### Given passage

Mary Hendrickson

Columbia, MO

Mary Hendrickson
Mary Hendrickson speaking at the Rocky Mountain Farmers Union. Photo by Cynthia Torres.

Mary Hendrickson grew up on her parent's small, diversified farm in Nebraska. As a 4-H and Future Farmer of America (FFA) member in high school and college, she raised hogs and sheep, and sold them to Farmland Foods, which was a cooperative at the time. While her brother still farms, Mary has broadened her focus to the problems in the agricultural system as a whole and how farmers can thrive in a system dominated by corporate interests.

Mary currently serves as an Extension Associate Professor at the University of Missouri in the Rural Sociology Department, as well as Director of the Food Circles Networking Project and Associate Director of the Community Food Systems and Sustainable Agriculture Program. Mary has focused much of her attention over the years on consolidated agricultural markets and competition—two things that greatly impact family farmers (click here to read our Ask Farm Aid column for more information).

Walking through a grocery store, customers are given several options for who to buy their chicken or beef from. Many brands have the word "family" or "farm" in their name, but upon closer inspection often the label will reveal, in small print, that the "farm" is actually owned and operated by one of only a handful of large companies. "It is very serious," said Mary. "We like to think that we have a great deal of choice but when you look at who actually makes things, you will see there are actually very few companies in charge."

######

**Written exercise**
In the profile of Mary Hendrickson, to which company did she sell the hogs and sheep she raised?

### Supplied data

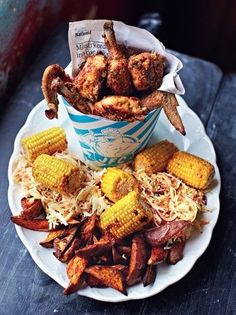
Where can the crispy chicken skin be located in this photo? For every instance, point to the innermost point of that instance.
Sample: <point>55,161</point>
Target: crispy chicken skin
<point>90,78</point>
<point>147,70</point>
<point>50,95</point>
<point>118,77</point>
<point>169,103</point>
<point>119,108</point>
<point>71,93</point>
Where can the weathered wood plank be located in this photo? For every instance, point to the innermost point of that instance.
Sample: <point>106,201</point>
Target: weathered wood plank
<point>210,287</point>
<point>201,80</point>
<point>27,290</point>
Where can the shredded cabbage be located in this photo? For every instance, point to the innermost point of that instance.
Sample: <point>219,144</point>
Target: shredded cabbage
<point>60,208</point>
<point>169,198</point>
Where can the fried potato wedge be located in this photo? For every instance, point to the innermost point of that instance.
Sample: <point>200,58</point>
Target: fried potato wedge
<point>138,259</point>
<point>70,252</point>
<point>48,241</point>
<point>109,276</point>
<point>75,270</point>
<point>158,254</point>
<point>117,257</point>
<point>94,282</point>
<point>61,243</point>
<point>176,253</point>
<point>32,208</point>
<point>32,224</point>
<point>124,250</point>
<point>150,275</point>
<point>74,221</point>
<point>160,235</point>
<point>96,249</point>
<point>87,229</point>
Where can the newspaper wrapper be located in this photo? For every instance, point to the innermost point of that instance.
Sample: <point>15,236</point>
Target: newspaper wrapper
<point>105,142</point>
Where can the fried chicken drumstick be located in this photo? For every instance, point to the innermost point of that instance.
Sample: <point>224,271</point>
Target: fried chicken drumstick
<point>90,78</point>
<point>118,77</point>
<point>169,104</point>
<point>50,95</point>
<point>147,70</point>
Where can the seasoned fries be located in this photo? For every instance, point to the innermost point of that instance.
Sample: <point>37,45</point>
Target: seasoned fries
<point>110,277</point>
<point>75,270</point>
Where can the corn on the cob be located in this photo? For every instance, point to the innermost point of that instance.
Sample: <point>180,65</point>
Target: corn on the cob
<point>126,216</point>
<point>56,174</point>
<point>48,141</point>
<point>117,183</point>
<point>155,158</point>
<point>191,169</point>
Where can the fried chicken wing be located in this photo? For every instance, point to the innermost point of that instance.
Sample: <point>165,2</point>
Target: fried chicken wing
<point>118,77</point>
<point>70,92</point>
<point>90,78</point>
<point>169,103</point>
<point>50,95</point>
<point>147,70</point>
<point>119,108</point>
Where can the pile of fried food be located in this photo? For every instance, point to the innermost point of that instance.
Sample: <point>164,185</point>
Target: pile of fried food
<point>152,207</point>
<point>120,86</point>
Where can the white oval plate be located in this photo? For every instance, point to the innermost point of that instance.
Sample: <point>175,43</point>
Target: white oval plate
<point>196,141</point>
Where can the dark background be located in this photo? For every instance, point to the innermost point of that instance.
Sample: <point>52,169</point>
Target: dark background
<point>204,29</point>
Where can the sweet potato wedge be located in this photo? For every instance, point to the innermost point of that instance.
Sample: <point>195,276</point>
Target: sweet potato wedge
<point>87,229</point>
<point>48,241</point>
<point>161,235</point>
<point>124,250</point>
<point>32,208</point>
<point>32,224</point>
<point>75,270</point>
<point>158,254</point>
<point>94,282</point>
<point>70,252</point>
<point>74,221</point>
<point>96,249</point>
<point>149,275</point>
<point>61,243</point>
<point>138,259</point>
<point>176,253</point>
<point>108,276</point>
<point>104,259</point>
<point>117,257</point>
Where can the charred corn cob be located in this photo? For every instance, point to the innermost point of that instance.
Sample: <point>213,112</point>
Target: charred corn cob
<point>48,141</point>
<point>117,183</point>
<point>126,216</point>
<point>56,174</point>
<point>155,158</point>
<point>191,169</point>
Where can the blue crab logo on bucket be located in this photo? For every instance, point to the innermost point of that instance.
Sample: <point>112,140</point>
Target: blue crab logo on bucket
<point>109,146</point>
<point>108,143</point>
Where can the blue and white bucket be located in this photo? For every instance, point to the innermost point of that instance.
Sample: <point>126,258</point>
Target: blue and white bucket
<point>106,142</point>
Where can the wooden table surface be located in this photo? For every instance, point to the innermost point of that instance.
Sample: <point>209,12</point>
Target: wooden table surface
<point>210,287</point>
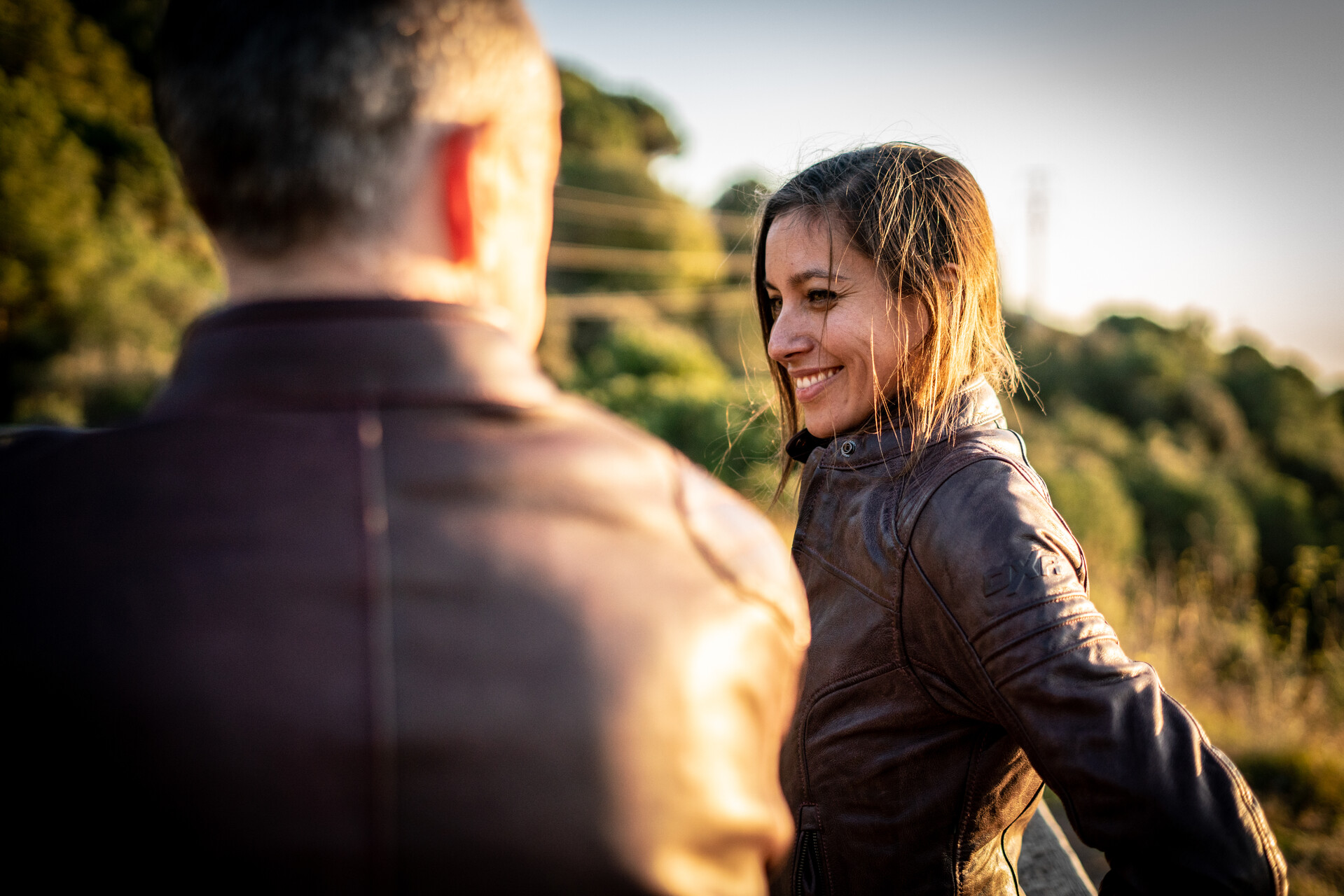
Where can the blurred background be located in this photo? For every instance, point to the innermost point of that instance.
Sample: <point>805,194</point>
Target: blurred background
<point>1165,183</point>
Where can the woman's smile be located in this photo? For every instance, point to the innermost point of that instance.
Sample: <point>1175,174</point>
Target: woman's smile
<point>838,331</point>
<point>808,383</point>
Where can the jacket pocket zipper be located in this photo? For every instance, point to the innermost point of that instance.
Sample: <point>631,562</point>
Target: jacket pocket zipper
<point>810,869</point>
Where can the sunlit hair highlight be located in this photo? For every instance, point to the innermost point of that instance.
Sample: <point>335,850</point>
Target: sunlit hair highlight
<point>917,214</point>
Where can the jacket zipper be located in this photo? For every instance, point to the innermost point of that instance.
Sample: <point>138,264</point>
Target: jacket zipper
<point>810,867</point>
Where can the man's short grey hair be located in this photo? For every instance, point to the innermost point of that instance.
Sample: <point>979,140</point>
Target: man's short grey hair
<point>292,120</point>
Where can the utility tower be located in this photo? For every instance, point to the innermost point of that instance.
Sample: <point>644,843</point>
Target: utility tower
<point>1038,227</point>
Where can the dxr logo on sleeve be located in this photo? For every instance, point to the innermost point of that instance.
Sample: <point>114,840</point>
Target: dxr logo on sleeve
<point>1038,564</point>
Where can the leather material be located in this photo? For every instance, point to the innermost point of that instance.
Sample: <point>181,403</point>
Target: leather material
<point>956,662</point>
<point>365,605</point>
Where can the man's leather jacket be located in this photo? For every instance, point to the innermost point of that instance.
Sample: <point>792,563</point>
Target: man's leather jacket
<point>365,605</point>
<point>956,662</point>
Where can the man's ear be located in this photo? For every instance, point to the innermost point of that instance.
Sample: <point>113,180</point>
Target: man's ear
<point>456,153</point>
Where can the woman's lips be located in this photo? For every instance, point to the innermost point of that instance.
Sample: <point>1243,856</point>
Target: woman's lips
<point>811,384</point>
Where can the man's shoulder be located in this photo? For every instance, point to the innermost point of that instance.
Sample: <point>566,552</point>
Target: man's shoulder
<point>25,445</point>
<point>731,536</point>
<point>744,548</point>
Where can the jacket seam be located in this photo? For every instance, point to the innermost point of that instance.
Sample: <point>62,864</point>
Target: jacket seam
<point>936,672</point>
<point>845,577</point>
<point>1085,643</point>
<point>997,621</point>
<point>1058,624</point>
<point>960,840</point>
<point>815,699</point>
<point>1022,729</point>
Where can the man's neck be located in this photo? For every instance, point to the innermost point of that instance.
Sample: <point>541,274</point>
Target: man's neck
<point>347,270</point>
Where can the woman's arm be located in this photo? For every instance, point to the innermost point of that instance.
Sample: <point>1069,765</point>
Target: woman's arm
<point>995,599</point>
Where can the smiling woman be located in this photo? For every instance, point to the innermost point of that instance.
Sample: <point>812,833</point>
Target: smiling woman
<point>957,662</point>
<point>878,292</point>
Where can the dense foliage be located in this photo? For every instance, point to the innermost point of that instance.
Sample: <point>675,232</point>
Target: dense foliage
<point>1207,486</point>
<point>1164,449</point>
<point>102,262</point>
<point>609,140</point>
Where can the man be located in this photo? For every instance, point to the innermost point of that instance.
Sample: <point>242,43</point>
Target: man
<point>363,603</point>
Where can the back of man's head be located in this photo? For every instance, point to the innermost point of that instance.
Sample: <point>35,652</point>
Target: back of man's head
<point>298,122</point>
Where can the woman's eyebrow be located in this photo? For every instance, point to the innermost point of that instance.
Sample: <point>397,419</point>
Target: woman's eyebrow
<point>817,273</point>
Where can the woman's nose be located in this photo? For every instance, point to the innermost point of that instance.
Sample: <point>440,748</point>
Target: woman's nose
<point>788,340</point>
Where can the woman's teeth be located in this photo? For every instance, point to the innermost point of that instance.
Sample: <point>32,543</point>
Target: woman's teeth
<point>812,379</point>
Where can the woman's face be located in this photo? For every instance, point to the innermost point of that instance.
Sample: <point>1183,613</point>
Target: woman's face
<point>836,330</point>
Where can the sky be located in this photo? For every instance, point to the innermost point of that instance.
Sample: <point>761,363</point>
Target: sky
<point>1193,150</point>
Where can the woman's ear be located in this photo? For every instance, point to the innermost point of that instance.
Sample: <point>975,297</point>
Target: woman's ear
<point>949,279</point>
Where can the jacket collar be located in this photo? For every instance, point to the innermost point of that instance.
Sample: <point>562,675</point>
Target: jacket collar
<point>975,406</point>
<point>349,352</point>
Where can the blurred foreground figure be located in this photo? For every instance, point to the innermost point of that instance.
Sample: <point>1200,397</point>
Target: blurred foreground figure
<point>363,603</point>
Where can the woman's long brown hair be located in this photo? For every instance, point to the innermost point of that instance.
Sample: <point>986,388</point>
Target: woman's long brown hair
<point>921,216</point>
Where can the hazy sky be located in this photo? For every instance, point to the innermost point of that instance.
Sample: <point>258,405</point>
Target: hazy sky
<point>1194,149</point>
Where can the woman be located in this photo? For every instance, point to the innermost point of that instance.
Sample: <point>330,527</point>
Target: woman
<point>956,659</point>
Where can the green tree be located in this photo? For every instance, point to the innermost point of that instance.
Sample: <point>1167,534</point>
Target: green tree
<point>1234,464</point>
<point>608,198</point>
<point>102,261</point>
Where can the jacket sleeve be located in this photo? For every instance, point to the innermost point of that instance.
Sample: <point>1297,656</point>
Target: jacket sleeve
<point>1012,629</point>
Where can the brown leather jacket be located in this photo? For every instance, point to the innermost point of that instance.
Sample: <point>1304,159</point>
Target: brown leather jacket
<point>365,605</point>
<point>956,662</point>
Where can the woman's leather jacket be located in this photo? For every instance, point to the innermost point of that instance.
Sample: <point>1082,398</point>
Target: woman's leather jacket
<point>956,663</point>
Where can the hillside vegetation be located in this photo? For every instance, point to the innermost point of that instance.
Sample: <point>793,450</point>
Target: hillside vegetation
<point>1207,486</point>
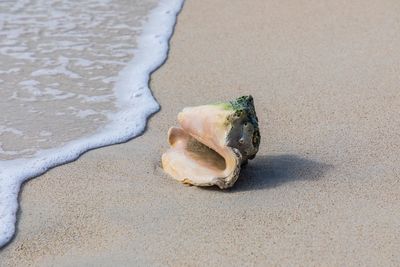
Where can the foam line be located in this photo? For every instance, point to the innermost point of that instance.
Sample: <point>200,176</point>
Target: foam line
<point>128,122</point>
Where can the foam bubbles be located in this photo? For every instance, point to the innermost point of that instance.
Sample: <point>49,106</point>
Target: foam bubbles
<point>126,121</point>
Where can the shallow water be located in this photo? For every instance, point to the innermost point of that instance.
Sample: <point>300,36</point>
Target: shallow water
<point>73,77</point>
<point>59,63</point>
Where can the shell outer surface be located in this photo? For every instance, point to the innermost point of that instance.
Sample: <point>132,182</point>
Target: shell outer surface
<point>212,143</point>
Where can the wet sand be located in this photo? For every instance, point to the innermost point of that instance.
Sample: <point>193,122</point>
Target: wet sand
<point>323,190</point>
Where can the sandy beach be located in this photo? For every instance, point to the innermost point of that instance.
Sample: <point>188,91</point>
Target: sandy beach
<point>324,189</point>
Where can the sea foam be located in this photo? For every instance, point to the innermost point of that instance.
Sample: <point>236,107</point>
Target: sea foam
<point>133,98</point>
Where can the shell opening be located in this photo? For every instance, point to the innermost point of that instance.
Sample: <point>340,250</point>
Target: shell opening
<point>205,155</point>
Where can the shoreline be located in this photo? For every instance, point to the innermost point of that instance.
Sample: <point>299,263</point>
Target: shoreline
<point>322,189</point>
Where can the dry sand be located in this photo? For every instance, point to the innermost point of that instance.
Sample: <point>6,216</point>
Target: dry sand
<point>324,189</point>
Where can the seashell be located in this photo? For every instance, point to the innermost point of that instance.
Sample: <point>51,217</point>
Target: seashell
<point>212,143</point>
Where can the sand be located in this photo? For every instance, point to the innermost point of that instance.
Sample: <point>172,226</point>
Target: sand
<point>323,190</point>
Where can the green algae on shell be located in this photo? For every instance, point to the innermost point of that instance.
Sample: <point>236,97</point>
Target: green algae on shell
<point>212,143</point>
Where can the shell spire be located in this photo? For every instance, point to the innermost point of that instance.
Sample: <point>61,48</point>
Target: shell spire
<point>212,143</point>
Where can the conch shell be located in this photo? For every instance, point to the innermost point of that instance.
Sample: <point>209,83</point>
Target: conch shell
<point>212,143</point>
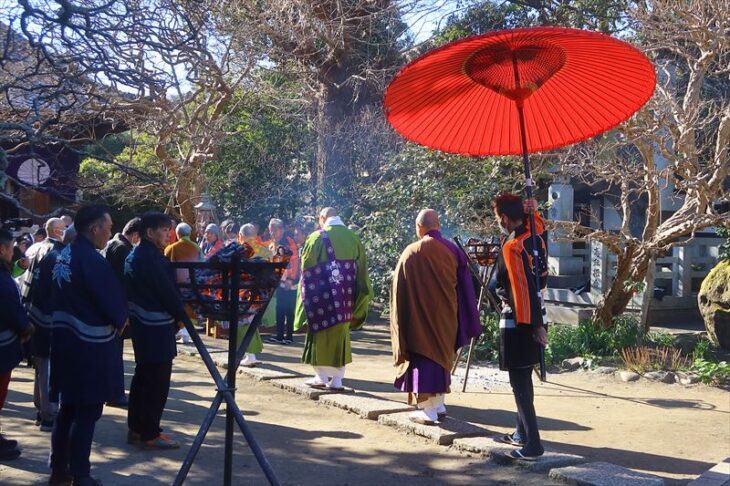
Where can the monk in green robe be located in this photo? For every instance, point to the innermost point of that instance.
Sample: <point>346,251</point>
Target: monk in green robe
<point>332,298</point>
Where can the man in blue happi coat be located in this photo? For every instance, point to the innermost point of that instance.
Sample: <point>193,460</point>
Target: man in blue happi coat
<point>155,309</point>
<point>89,314</point>
<point>14,329</point>
<point>36,289</point>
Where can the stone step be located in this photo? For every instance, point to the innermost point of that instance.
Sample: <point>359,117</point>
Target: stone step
<point>366,406</point>
<point>298,386</point>
<point>260,373</point>
<point>603,474</point>
<point>443,433</point>
<point>497,451</point>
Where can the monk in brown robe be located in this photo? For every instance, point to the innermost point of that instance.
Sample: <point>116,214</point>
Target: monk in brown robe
<point>433,312</point>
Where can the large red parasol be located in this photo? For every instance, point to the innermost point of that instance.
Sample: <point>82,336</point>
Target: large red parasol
<point>519,91</point>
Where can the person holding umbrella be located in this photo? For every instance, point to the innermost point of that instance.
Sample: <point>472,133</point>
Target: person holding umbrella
<point>521,329</point>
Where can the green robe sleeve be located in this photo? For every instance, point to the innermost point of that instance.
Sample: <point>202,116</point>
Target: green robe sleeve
<point>309,259</point>
<point>364,288</point>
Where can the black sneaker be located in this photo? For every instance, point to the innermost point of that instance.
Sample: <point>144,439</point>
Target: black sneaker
<point>7,443</point>
<point>121,402</point>
<point>60,479</point>
<point>9,453</point>
<point>85,481</point>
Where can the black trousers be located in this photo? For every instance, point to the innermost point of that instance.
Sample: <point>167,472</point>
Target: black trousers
<point>73,432</point>
<point>285,301</point>
<point>521,381</point>
<point>147,398</point>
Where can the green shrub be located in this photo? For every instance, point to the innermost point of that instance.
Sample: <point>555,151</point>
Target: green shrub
<point>488,345</point>
<point>643,358</point>
<point>702,350</point>
<point>587,340</point>
<point>712,373</point>
<point>662,339</point>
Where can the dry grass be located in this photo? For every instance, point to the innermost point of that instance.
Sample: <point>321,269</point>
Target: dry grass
<point>642,359</point>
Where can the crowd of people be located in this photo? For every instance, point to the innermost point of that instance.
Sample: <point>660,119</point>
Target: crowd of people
<point>75,293</point>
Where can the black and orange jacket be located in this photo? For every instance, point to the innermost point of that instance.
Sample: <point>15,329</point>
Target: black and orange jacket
<point>515,274</point>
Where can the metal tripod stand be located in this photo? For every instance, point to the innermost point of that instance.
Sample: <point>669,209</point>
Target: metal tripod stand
<point>483,275</point>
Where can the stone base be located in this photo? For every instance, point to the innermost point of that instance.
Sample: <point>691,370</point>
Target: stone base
<point>443,433</point>
<point>566,265</point>
<point>498,451</point>
<point>298,386</point>
<point>603,474</point>
<point>365,406</point>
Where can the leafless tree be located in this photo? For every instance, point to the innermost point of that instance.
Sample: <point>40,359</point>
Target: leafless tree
<point>687,123</point>
<point>164,70</point>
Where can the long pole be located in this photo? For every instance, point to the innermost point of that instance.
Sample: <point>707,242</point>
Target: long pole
<point>531,215</point>
<point>232,365</point>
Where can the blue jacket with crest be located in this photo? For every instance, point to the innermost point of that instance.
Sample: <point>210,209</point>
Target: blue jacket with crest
<point>89,309</point>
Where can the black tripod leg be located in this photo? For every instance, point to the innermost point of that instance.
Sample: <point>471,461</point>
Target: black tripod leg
<point>198,442</point>
<point>253,444</point>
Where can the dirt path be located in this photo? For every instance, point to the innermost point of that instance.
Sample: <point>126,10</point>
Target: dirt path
<point>307,443</point>
<point>673,431</point>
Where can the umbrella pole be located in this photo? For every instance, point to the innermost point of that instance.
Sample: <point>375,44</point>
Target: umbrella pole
<point>533,236</point>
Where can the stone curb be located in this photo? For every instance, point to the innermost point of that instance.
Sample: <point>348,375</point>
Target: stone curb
<point>603,474</point>
<point>298,386</point>
<point>443,433</point>
<point>364,405</point>
<point>264,374</point>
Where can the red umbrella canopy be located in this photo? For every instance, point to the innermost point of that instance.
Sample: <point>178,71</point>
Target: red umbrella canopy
<point>463,97</point>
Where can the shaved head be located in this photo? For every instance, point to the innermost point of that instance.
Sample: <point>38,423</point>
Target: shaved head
<point>427,220</point>
<point>328,213</point>
<point>325,214</point>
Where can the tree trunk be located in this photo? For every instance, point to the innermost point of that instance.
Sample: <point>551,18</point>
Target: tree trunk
<point>648,293</point>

######

**Reply to the task**
Farmland Foods, which was a cooperative at the time.